- BRIEF -
If a line of the data below holds the string "bounding", copy it.

- GIVEN INFORMATION -
######
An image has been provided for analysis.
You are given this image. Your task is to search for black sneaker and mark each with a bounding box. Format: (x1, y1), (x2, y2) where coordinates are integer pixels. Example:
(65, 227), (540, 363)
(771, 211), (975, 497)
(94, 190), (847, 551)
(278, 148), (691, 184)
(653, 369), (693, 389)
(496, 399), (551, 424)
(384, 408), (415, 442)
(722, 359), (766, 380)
######
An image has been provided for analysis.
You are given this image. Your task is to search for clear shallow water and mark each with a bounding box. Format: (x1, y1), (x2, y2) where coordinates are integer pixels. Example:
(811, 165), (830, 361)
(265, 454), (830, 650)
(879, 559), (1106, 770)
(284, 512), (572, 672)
######
- EXERCISE OUTPUT -
You are given this image. Your task is to search for black sneaker and mark each with a bounding box. Format: (x1, y1), (x2, y2) where coordinates are integer pixels. Example:
You are given this image. Your task is to search for clear shallow water and mark each with a bounding box. Format: (x1, y1), (x2, y2) where coordinates are integer pixels. Example:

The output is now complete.